--- BEGIN Records provided ---

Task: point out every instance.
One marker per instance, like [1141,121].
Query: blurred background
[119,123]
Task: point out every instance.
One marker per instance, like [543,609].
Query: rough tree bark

--- END Records provided ---

_What you will do_
Convert every line of the entries above into a Markdown table with two columns, "Row" and "Line", numbering each row and omitting any blank lines.

_Written response_
| Row | Line |
|---|---|
| 1 | Task: point out every instance. |
| 2 | One marker per instance, like [1141,121]. |
| 3 | Query: blurred background |
| 4 | [119,123] |
| 5 | Task: point out every instance. |
| 6 | One marker per instance, like [543,609]. |
| 7 | Query: rough tree bark |